But we also need to think about the social and psychological reasons as to why exercise can reduce stress: it is a way to be around other people, perhaps a way to spend time outdoors, to be part of a community and, if nothing else, a great distraction from what is going on in your inbox.
What type of exercise is best for stress?
Great news: any movement is good movement. “A lot of research is focused on aerobic exercise, so activities that use large muscles moving in a rhythmic patterns, like running or cycling,” says Dr Oluwajana. “But actually, any activity for any length of time can have stress relieving effects.
That means that the first port of call when it comes to choosing a way to destress really lies in doing what you love. So if you hate yoga but are pushing yourself into doing a 30 minute relaxing sequence, or can’t think of anything worse than running but have heard so many people talk about how great it is – stop.
“In reality it is much more important to do something you enjoy, rather than just doing something that’s been prescribed for you. If you don’t enjoy what you’re doing, doing it is only going to increase your stress levels,” reminds Dr Oluwajana.
Can exercise make stress worse?
Which brings us on nicely to this question. First of all, exercise in itself is a stress on the body, raising stress responses for a short term in order to get through the demand of training. But this stress is replaced with those endorphins. It is only when exercise is used incorrectly that it can add to our long-term stress levels, Dr Oluwajana says.
“This depends on individual content, for example if you suffer from social anxiety you join a group exercise class, that might be more stressful than relaxing for you. Those who are exercising who have physical health conditions such as heart disease or joint or muscle problems could exasperate their problems, which might indirectly affect stress levels.
“For the average person, over exercising without sufficient rest, recovery, nutrition and hydration can have negative effects too. Overtraining syndrome can lead to poor performance, feeling fatigued, make you irritable and it can affect your sleep. That’s all going to contribute to high stress levels,” Dr Oluwajana says.

» RECORDED INFORMATION:
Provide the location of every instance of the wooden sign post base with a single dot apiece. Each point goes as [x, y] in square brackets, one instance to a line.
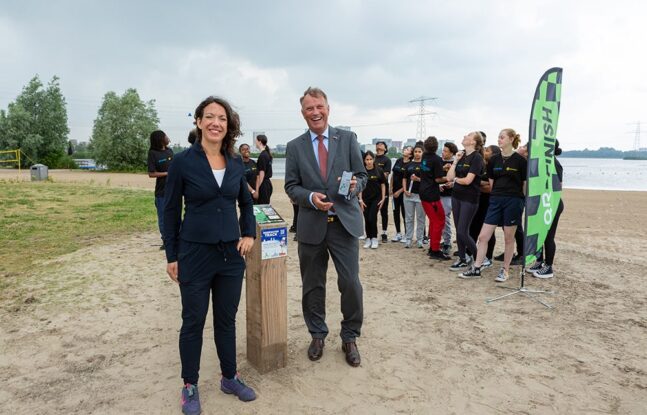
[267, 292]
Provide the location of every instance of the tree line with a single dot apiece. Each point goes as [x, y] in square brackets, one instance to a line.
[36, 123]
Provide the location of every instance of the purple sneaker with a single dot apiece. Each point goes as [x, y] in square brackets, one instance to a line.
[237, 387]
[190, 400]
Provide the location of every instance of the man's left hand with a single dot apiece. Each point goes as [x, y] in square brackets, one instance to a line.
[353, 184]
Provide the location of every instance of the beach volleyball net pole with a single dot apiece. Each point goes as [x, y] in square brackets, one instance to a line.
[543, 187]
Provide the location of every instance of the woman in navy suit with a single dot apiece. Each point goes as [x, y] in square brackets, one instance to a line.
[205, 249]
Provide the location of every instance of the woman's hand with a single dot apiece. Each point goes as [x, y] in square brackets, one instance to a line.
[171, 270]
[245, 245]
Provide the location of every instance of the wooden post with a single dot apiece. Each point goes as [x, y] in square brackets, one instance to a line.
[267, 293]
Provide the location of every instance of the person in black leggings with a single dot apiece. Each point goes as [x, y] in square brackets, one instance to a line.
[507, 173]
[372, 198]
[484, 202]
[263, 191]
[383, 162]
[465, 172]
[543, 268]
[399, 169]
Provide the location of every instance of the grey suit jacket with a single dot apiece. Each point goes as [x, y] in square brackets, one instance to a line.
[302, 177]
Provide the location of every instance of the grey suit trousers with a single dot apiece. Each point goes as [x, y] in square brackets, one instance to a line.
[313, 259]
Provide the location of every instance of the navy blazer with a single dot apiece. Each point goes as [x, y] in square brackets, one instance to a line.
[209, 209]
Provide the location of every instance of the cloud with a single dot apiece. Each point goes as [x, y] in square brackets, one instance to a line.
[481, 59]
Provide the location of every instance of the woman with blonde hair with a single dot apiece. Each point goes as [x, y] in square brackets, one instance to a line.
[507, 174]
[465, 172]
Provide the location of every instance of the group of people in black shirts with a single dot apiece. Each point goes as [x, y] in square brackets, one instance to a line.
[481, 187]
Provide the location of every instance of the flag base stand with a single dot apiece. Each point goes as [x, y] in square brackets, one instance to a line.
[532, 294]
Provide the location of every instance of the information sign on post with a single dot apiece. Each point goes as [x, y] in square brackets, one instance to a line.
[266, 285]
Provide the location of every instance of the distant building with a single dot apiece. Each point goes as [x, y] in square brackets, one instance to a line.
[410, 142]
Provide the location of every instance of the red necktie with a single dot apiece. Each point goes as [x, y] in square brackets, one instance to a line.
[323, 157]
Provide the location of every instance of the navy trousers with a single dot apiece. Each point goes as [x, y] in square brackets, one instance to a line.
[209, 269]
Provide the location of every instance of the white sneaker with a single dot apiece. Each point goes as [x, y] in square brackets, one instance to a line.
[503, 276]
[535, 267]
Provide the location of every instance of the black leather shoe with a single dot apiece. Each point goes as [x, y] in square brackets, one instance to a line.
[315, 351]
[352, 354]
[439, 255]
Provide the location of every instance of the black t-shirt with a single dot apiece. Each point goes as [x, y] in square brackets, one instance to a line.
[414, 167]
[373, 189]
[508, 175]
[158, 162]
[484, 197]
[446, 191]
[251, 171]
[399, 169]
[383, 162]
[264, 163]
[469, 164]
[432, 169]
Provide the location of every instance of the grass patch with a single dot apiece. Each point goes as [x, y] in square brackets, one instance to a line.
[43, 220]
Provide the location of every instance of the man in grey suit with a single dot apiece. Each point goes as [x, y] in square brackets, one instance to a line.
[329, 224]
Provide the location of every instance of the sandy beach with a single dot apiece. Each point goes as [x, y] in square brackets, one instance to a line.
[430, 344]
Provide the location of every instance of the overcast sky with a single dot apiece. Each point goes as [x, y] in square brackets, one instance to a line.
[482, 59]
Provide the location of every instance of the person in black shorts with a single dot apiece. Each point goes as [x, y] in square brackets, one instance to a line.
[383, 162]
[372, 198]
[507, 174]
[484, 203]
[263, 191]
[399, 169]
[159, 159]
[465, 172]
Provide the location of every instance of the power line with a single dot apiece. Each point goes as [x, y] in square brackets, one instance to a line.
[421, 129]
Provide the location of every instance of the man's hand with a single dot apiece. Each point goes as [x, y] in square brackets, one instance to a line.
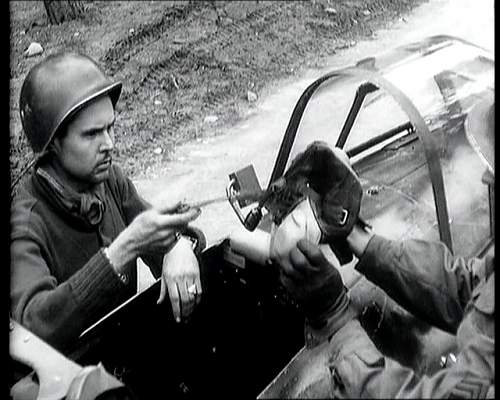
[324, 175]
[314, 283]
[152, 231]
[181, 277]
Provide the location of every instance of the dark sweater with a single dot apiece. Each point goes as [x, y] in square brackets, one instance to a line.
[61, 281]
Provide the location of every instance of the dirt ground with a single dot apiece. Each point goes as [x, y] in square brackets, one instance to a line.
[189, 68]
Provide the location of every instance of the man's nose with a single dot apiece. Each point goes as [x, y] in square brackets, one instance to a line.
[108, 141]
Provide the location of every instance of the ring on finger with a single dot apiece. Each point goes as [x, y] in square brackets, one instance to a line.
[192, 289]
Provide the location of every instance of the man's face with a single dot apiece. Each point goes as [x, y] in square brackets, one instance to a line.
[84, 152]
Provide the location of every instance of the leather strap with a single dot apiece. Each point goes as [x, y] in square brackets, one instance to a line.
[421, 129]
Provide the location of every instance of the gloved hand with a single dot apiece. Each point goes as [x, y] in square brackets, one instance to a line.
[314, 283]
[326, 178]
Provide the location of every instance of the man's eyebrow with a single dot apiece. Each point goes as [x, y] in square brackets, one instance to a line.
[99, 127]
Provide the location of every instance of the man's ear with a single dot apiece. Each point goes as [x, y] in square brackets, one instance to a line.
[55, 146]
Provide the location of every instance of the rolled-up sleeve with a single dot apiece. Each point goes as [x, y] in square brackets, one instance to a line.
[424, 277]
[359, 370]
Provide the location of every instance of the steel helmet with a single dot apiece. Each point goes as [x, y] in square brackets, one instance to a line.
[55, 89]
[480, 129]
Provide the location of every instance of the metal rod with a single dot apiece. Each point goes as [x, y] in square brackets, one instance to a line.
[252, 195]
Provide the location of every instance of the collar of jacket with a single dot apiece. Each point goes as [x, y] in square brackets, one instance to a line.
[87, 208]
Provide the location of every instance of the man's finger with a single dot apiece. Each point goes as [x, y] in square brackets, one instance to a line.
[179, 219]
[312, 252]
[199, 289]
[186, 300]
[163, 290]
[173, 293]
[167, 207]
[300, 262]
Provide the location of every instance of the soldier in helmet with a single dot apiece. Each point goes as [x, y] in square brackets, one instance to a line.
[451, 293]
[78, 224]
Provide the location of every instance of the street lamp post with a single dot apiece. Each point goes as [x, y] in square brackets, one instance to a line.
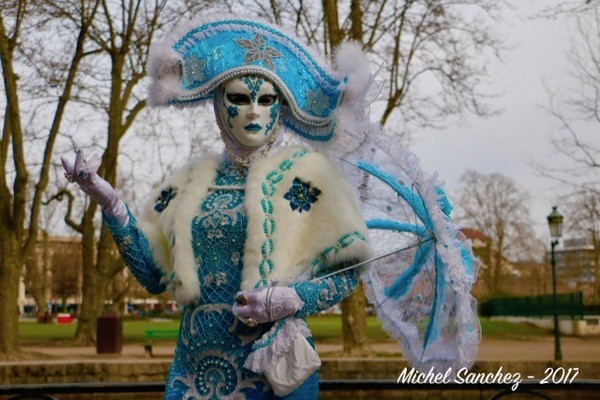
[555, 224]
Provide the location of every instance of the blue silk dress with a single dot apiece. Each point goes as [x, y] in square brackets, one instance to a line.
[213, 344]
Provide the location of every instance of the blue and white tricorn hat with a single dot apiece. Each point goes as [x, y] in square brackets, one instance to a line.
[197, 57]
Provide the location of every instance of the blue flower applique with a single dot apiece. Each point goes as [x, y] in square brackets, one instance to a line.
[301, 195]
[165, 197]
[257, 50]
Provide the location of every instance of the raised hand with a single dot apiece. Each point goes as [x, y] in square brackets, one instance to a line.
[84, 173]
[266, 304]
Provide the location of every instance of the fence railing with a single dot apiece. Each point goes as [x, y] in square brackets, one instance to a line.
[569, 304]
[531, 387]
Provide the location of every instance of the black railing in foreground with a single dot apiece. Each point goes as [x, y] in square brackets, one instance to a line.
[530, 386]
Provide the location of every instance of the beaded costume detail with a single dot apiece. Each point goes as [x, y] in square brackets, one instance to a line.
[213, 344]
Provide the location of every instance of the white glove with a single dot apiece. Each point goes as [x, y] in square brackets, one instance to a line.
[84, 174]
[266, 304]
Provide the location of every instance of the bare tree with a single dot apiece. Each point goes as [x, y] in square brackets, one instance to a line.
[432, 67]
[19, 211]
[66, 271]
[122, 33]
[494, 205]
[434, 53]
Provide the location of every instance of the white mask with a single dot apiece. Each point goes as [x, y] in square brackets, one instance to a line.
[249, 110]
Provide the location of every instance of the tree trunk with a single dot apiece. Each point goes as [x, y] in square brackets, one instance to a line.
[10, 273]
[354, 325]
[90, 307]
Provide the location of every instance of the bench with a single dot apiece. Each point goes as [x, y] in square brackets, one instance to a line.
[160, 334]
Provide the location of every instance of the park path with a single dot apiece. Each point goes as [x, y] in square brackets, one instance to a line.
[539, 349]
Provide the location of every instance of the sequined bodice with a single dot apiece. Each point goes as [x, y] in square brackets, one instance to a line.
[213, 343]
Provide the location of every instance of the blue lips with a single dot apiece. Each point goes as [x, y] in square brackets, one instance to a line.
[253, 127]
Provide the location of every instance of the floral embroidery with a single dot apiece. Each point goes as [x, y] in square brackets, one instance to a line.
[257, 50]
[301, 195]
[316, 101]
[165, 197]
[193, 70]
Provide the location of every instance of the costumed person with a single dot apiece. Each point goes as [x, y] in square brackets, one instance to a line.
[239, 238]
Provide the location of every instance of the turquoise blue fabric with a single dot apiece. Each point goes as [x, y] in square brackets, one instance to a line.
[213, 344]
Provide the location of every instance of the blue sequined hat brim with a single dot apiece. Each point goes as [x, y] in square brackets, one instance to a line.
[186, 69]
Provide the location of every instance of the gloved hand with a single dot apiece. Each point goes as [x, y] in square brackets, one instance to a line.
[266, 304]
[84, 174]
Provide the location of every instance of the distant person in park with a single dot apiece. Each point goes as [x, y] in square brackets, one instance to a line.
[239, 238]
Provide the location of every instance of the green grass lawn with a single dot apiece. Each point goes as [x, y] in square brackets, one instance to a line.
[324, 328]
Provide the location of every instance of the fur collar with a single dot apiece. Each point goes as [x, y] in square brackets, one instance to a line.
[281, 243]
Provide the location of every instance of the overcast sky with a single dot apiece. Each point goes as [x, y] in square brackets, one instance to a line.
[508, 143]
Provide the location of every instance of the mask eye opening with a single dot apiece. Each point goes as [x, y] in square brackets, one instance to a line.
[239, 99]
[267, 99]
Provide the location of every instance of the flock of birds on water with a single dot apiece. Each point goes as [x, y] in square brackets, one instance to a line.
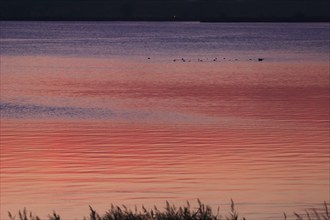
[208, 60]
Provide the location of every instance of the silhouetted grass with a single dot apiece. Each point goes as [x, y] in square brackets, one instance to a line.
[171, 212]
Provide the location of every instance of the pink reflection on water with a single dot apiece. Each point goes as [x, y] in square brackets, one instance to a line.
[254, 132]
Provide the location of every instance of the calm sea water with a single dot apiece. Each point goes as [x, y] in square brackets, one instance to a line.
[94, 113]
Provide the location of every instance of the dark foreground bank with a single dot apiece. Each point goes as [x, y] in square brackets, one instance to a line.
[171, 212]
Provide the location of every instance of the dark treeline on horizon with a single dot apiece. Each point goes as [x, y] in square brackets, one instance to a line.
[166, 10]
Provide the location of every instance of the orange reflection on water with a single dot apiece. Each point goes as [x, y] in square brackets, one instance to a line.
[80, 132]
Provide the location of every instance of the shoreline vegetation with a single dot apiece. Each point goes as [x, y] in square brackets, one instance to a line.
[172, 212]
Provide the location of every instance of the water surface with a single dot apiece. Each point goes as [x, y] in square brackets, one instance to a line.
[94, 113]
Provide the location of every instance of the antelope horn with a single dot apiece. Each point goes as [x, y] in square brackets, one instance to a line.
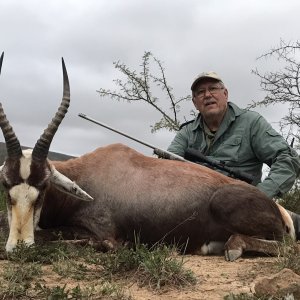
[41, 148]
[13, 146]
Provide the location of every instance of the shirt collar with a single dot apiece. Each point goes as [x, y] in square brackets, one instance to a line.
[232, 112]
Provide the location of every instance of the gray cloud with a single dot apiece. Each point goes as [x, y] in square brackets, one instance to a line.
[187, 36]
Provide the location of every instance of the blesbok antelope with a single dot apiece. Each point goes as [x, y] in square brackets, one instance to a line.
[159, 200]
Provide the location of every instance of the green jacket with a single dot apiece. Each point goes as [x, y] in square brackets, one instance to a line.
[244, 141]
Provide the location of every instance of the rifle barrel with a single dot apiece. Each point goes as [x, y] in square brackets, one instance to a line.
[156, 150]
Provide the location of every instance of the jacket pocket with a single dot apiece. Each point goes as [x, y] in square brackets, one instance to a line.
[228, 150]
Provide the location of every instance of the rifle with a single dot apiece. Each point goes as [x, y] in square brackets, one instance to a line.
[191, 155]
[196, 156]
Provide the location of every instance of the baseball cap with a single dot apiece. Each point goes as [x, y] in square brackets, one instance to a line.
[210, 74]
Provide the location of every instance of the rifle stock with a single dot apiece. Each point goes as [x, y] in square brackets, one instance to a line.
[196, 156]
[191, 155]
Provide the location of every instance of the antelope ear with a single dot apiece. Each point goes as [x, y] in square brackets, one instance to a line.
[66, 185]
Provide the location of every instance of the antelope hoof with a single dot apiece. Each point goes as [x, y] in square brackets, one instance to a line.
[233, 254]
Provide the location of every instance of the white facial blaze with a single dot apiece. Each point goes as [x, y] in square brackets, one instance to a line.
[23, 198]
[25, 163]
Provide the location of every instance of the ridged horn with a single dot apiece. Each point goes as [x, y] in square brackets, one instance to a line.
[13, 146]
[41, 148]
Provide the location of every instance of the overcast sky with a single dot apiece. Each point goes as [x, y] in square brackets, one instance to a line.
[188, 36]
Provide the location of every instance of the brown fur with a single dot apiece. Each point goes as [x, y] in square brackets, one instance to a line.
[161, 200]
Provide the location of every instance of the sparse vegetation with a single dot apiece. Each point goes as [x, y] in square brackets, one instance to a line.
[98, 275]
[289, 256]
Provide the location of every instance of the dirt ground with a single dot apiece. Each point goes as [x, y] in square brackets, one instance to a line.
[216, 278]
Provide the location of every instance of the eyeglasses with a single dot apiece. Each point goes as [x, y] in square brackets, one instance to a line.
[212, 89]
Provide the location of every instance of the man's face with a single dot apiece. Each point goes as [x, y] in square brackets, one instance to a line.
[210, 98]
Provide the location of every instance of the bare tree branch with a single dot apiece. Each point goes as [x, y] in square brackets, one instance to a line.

» LIST OF TASKS:
#1 Quote the part of the exercise-and-stress passage that opens with the words containing "What type of" and closes with "stress relieving effects.".
#2 Write what comes next in the passage on exercise and stress, picking up after its final sentence.

» EXERCISE ANSWERS:
#1
What type of exercise is best for stress?
Great news: any movement is good movement. “A lot of research is focused on aerobic exercise, so activities that use large muscles moving in a rhythmic patterns, like running or cycling,” says Dr Oluwajana. “But actually, any activity for any length of time can have stress relieving effects.

#2
Best not to ruin a good thing, we say, so always check with a professional trainer or doctor that what you are doing is good for your mental and physical wellbeing.
How can you make time for exercise when you’re stressed?
This is all well and good, but when we are feeling like we are under a huge amount of pressure and are already finding it hard to cope, slotting in time for training might feel like another load on your plate.
“If you are stressed, busy and have 101 things going on, it would probably be irresponsible to block out three hours every day just to exercise. But, along with managing stress, it’s about managing time. Factoring in just 15 to 30 minutes a few times a week to exercise is plenty,” says Dr Oluwajana.
You could also try exercise snacking, breaking your workout into little chunks. But remember that it is habitual training that makes the difference: taking some time off or reducing your training schedule during particularly stressful periods is OK. And once exercise has become a habit, it’s actually even easier to stick to your training, even during times of high stress.
If you, or someone you know, is struggling with stress or other mental health issues, you can find support and resources on mental health charity Mind’s website or see the NHS’ list of mental health helplines.